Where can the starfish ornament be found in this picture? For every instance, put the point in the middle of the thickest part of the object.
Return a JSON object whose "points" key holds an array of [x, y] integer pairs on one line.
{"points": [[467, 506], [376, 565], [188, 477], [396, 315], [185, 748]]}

--

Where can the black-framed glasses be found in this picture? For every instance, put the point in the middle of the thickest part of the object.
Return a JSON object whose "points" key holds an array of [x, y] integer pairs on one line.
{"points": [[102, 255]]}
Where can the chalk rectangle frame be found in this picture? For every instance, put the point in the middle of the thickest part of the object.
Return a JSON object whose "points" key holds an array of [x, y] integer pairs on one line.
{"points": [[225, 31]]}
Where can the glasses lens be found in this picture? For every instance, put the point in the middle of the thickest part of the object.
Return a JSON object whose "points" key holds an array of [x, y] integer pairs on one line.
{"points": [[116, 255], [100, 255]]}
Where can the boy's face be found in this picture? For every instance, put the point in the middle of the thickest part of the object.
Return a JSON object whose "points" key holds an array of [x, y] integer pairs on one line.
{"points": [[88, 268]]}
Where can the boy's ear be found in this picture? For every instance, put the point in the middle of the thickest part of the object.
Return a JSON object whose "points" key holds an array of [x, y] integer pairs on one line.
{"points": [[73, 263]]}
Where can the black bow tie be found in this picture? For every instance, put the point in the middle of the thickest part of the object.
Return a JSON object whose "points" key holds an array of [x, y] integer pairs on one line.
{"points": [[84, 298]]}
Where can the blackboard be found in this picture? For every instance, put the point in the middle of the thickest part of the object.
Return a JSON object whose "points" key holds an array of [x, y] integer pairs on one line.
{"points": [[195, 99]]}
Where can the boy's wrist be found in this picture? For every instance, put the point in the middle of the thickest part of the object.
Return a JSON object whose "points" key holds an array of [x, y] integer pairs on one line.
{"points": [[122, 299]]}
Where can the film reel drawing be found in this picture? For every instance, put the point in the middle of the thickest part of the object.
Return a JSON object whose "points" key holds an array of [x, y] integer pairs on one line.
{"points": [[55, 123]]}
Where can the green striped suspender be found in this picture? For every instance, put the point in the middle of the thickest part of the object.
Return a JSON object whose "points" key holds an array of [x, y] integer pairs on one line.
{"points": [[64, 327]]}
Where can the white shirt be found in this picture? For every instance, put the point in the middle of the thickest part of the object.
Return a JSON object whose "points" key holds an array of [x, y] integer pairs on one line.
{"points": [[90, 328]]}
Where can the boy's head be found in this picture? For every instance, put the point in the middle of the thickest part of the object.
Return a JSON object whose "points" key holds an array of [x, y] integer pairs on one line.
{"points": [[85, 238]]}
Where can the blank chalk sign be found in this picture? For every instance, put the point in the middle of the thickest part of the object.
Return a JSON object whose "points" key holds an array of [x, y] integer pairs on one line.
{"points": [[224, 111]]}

### YOUR GOAL
The word "chalk" appears in some lines of the records. Please work out how many and reply with that number only.

### RESULT OF THIS TASK
2